What to produce:
The lines to copy are those holding the string "with" in the entries below.

BEGIN Records supplied

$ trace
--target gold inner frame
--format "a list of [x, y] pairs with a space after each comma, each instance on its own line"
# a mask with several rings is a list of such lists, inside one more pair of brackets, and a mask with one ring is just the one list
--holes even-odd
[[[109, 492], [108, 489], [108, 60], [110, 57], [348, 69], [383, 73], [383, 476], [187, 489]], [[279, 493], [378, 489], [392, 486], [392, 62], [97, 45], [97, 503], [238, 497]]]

END Records supplied

Written response:
--format "a list of [x, y] pairs with a space after each comma, each instance on its own line"
# a mask with several rings is a list of such lists, inside one more pair of brackets, and a mask with one ring is just the one list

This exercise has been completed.